⟨
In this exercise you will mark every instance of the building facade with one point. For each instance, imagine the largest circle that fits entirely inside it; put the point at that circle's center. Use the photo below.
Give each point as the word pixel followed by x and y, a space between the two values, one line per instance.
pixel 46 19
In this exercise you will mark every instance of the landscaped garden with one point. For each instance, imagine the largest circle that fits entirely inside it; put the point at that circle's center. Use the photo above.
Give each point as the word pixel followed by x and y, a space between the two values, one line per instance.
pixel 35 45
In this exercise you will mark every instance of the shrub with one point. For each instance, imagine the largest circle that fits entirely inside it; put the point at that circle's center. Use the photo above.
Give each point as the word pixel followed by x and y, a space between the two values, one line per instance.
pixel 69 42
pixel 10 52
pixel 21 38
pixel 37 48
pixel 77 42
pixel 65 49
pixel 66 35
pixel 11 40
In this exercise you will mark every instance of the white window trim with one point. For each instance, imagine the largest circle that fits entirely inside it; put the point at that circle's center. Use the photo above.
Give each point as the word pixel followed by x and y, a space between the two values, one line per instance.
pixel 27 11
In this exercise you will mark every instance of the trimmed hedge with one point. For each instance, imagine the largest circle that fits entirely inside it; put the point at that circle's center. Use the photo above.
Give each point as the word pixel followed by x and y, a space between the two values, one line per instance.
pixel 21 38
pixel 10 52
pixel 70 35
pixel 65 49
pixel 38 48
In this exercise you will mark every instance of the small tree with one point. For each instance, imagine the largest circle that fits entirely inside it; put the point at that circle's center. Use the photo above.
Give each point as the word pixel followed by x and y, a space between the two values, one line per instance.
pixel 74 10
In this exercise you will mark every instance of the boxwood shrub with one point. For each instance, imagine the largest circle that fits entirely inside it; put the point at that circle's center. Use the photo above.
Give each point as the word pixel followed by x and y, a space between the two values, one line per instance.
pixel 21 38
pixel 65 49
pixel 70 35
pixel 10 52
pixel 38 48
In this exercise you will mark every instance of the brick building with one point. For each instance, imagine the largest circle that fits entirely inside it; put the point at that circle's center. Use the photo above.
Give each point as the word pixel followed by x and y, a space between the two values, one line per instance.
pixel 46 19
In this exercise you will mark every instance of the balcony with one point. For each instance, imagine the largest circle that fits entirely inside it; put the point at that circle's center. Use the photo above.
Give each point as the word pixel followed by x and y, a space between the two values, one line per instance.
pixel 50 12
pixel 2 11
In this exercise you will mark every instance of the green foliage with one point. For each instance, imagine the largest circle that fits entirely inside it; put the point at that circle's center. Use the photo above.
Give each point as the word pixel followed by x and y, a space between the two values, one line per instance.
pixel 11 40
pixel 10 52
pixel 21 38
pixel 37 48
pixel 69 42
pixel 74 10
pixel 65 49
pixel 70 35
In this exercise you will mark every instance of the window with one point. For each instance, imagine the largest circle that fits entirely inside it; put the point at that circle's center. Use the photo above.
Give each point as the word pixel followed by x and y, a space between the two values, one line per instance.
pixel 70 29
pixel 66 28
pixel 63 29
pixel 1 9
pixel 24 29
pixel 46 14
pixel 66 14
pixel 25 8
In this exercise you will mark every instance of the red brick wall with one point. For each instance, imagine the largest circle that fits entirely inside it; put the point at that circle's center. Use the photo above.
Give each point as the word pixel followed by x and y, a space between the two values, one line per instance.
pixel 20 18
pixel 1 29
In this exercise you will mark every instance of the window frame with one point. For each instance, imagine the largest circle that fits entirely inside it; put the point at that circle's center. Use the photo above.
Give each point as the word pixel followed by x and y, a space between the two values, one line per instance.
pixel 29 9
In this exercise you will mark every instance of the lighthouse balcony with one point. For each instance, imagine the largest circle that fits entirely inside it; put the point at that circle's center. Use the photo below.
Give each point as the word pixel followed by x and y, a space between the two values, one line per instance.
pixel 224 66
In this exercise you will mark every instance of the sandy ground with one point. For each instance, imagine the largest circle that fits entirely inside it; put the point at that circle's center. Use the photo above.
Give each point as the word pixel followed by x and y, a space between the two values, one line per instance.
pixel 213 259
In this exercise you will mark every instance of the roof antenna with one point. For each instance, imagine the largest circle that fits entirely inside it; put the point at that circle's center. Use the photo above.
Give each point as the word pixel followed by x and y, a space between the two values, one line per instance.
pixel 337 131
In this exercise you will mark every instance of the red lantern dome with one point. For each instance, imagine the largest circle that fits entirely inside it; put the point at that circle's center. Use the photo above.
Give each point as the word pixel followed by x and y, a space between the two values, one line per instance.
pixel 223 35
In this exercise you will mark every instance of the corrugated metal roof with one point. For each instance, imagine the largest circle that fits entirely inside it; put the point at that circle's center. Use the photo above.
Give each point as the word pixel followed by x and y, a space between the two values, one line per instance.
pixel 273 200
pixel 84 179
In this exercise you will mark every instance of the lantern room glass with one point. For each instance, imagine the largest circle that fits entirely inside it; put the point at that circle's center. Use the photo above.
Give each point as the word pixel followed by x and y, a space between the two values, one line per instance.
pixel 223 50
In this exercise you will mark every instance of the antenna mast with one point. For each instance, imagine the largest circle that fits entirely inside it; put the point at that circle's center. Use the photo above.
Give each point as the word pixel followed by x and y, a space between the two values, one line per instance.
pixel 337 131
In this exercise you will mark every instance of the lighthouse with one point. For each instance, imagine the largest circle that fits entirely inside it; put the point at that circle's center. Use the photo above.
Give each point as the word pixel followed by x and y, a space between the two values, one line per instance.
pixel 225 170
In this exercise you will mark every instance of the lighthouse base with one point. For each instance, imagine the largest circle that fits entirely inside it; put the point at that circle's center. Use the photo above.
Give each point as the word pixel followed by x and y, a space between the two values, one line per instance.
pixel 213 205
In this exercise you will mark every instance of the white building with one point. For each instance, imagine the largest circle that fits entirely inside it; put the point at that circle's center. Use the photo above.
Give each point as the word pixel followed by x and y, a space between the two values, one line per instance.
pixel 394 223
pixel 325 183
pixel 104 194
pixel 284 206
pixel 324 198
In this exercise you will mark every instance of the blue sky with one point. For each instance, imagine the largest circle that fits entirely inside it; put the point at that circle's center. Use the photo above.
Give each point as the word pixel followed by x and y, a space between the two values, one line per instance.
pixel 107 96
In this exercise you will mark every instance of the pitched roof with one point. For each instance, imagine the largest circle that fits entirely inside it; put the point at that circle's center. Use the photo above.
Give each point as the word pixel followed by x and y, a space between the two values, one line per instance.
⟩
## Stated problem
Update the lines starting with the one that contains "the lighthouse with" and going on through the one that contains "pixel 225 170", replacing "largest circle" with "biggest circle" and leaving everything else as it is. Give only those lines.

## Worked solution
In this exercise you will mark every instance of the lighthouse with one point. For each instance, imagine the biggest circle that fits entirely inside it; put the point at that circle's center. Use the photo above.
Give each point as the word pixel followed by x and y, a space between the two values, one line per instance.
pixel 225 170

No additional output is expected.